-- Opening Marker --
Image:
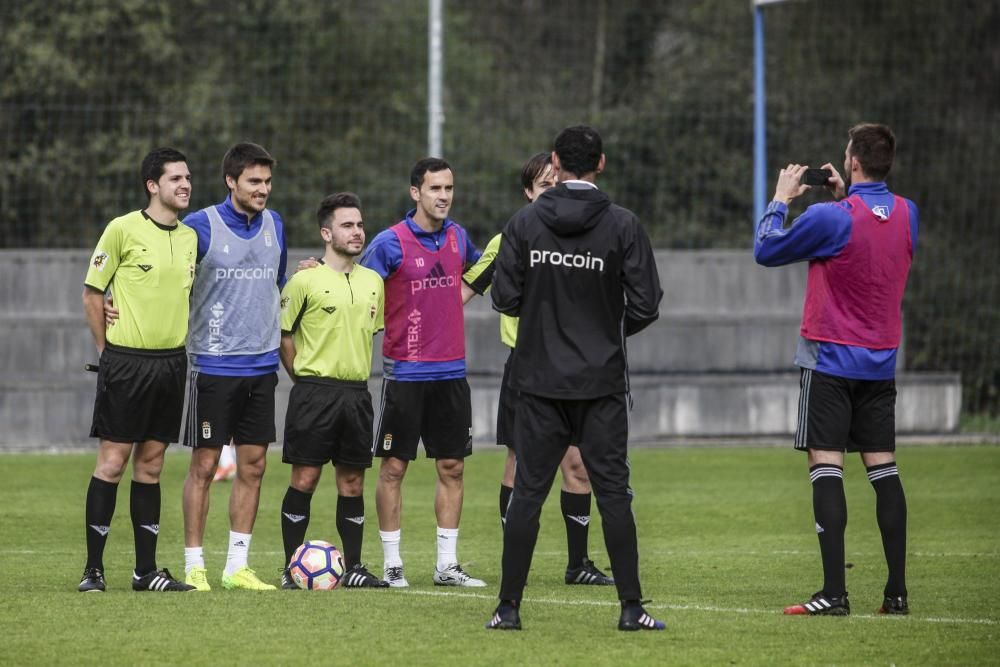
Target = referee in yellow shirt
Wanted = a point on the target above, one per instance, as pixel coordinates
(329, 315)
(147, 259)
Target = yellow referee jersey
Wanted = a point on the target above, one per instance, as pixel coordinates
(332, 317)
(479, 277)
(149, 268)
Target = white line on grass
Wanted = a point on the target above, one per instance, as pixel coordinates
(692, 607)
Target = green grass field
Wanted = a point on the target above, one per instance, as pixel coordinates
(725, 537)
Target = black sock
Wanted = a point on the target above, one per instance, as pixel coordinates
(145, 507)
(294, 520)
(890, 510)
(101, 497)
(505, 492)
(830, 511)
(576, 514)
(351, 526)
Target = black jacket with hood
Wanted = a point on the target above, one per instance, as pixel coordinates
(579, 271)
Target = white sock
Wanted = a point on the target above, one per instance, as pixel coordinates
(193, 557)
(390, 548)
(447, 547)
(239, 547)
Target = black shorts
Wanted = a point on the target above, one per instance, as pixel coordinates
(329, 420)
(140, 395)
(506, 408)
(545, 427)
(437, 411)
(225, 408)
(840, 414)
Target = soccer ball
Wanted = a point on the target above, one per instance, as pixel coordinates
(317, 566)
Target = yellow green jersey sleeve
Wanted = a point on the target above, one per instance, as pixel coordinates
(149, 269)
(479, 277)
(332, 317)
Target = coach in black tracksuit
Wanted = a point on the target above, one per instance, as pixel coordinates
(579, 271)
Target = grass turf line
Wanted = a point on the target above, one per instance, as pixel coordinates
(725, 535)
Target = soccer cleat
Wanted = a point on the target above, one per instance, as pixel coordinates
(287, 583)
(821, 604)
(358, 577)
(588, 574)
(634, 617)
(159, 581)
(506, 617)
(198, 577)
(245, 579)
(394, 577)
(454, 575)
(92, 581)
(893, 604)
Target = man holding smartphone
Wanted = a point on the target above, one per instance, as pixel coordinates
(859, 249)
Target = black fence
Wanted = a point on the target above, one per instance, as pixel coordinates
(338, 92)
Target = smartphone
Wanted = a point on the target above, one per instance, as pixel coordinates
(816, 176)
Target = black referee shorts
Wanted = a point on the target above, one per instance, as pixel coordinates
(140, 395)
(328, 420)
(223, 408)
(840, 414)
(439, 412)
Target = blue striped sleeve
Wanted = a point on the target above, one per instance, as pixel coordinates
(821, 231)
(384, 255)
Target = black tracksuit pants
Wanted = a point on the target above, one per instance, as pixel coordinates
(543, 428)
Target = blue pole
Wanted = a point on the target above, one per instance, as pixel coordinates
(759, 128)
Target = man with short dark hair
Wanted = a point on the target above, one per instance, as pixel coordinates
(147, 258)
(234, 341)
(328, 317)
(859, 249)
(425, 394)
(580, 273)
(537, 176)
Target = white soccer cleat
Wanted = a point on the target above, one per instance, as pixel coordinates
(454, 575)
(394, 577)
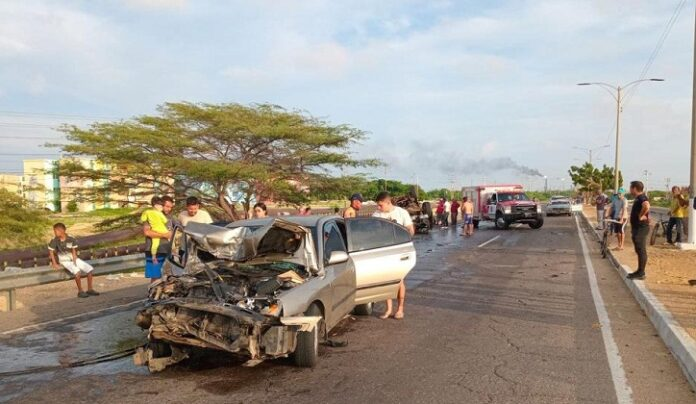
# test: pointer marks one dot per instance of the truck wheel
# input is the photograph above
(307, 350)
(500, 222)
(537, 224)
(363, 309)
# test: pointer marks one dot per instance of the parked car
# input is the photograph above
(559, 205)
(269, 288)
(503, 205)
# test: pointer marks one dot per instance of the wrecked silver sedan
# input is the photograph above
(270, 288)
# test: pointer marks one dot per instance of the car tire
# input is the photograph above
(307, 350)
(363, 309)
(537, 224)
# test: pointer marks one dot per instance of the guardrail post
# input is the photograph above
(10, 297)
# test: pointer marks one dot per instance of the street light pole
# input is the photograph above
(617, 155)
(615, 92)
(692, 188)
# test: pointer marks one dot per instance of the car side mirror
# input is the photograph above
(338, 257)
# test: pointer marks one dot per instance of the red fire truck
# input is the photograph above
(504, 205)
-- Closing Marker --
-- Opening Marker --
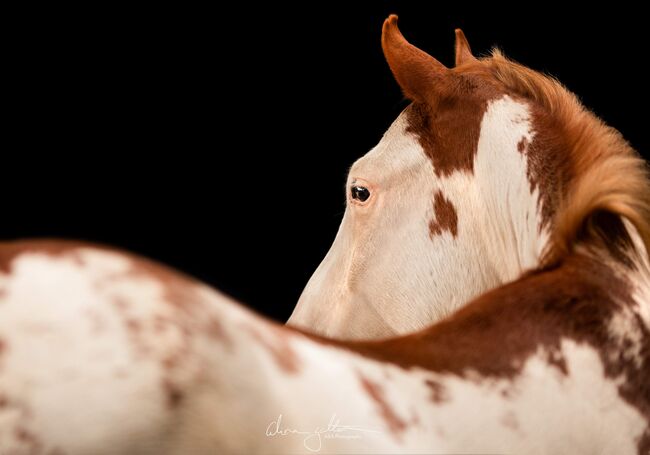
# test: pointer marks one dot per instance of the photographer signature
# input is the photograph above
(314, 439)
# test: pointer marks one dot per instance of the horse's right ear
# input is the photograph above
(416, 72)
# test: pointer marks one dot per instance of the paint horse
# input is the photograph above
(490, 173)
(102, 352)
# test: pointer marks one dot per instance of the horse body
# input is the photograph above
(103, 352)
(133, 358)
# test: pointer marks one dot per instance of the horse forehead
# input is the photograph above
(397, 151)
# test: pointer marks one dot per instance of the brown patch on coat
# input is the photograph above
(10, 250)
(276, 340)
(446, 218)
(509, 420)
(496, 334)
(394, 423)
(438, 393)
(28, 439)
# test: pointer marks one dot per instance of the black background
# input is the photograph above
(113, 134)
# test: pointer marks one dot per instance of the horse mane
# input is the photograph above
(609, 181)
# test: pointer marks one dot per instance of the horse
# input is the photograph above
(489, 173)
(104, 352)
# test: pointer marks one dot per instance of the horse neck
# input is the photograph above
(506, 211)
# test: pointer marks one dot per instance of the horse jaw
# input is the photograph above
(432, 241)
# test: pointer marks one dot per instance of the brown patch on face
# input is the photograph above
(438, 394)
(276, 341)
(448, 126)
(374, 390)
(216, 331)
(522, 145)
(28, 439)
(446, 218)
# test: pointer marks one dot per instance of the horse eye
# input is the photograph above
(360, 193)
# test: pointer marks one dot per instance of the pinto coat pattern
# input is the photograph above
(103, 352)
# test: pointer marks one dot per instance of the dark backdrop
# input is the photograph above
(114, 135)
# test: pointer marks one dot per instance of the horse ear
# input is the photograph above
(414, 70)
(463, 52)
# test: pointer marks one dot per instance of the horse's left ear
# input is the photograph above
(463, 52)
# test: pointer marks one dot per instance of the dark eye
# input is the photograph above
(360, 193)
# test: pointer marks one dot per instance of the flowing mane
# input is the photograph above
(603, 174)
-- Closing Marker --
-- Opening Marker --
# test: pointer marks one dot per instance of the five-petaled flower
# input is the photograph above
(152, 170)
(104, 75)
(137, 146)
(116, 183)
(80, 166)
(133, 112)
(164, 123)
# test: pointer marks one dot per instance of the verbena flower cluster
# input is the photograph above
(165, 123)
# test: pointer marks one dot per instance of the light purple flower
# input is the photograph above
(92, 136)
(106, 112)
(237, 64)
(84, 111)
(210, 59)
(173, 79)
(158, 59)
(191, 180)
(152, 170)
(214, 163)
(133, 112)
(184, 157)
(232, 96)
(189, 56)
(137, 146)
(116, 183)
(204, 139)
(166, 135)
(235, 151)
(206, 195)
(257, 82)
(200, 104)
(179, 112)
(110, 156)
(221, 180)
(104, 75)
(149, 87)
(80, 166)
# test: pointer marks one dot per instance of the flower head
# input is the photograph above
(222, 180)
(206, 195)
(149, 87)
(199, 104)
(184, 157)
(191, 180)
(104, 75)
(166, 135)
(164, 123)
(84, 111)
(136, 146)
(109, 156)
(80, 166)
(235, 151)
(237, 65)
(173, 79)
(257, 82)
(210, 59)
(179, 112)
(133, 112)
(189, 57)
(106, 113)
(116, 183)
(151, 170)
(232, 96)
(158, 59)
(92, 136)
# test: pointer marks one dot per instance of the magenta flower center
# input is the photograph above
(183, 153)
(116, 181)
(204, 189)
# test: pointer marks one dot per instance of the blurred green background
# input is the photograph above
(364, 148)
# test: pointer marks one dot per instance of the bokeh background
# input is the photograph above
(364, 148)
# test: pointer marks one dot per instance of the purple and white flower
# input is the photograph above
-- Closing Marker --
- YOUR INSTRUCTIONS: Find the lines in the records that contain the word "smartphone", then copy every one of them.

- YOUR SOLUTION:
Target = man holding smartphone
Target = smartphone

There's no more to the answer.